### OBJECTIVE
In the aggregations page, copy the part between "Diagram showing different" and "beyond basic measures.", inclusive, and substitute "Cumulative sums" for "Running totals".

### EXCERPT TO READ
§ §

Aggregations
Overview
Aggregations provide powerful analytical capabilities for complex data analysis. They allow you to perform statistical calculations, window functions, and custom expressions that aren't possible with basic measures.
Diagram showing different types of aggregations and their use cases
Use Cases
Aggregations are used for:
- Statistical Analysis: Percentiles, standard deviation, variance
- Window Functions: Running totals, rankings, moving averages
- Custom Calculations: Complex business logic and formulas
- Time Series Analysis: Period-over-period comparisons, growth rates
- Performance Metrics: Response time percentiles, error rates
Syntax
Type: SemanticAggregation
List of aggregations to be applied to the data. Defines complex aggregations beyond basic measures.
{
"aggregations": [
{
"name": "revenue_percentile",
"description": "95th percentile of revenue",
"type": "percentile",
"source_columns": ["revenue"],
"target_column": "revenue_p95",
"percentile_value": 0.95,
"where_condition": "status = 'completed'",
"window": {
"partition_by": ["user_segment"],
"order_by": ["created_at"],
"frame_start": "UNBOUNDED PRECEDING",
"frame_end": "CURRENT ROW"
}
},
{
"name": "custom_metric",
"description": "Custom calculation",
"type": "custom",
"source_columns": ["revenue", "cost"],
"target_column": "profit_margin",
"custom_expression": "(revenue - cost) / revenue * 100"
}
]
}
Parameters
name
Type: str
Required: Yes
Unique identifier name for this aggregation. Used to reference the aggregation in queries and results.

§ §

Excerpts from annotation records
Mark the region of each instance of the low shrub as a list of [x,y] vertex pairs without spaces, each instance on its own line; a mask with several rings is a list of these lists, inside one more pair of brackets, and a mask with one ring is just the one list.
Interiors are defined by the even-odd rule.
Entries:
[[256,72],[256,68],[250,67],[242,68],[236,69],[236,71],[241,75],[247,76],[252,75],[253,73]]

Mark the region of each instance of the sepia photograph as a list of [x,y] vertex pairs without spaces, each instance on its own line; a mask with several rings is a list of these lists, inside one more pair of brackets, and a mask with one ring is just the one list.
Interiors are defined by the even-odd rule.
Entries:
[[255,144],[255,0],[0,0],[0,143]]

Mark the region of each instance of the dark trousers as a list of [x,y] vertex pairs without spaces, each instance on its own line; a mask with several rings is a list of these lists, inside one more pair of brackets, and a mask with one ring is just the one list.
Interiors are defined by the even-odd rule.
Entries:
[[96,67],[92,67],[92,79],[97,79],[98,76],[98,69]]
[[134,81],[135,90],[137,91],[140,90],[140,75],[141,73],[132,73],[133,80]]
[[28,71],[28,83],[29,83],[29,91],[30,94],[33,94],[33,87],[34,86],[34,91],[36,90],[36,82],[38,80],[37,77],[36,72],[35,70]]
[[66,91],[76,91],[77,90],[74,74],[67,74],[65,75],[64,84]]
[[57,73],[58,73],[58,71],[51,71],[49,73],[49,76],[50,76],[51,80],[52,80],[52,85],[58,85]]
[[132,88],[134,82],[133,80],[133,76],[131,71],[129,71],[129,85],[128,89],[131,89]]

§ §

### RESPONSE TO THE TASK
Diagram showing different types of aggregations and their use cases
Use Cases
Aggregations are used for:
- Statistical Analysis: Percentiles, standard deviation, variance
- Window Functions: Cumulative sums, rankings, moving averages
- Custom Calculations: Complex business logic and formulas
- Time Series Analysis: Period-over-period comparisons, growth rates
- Performance Metrics: Response time percentiles, error rates
Syntax
Type: SemanticAggregation
List of aggregations to be applied to the data. Defines complex aggregations beyond basic measures.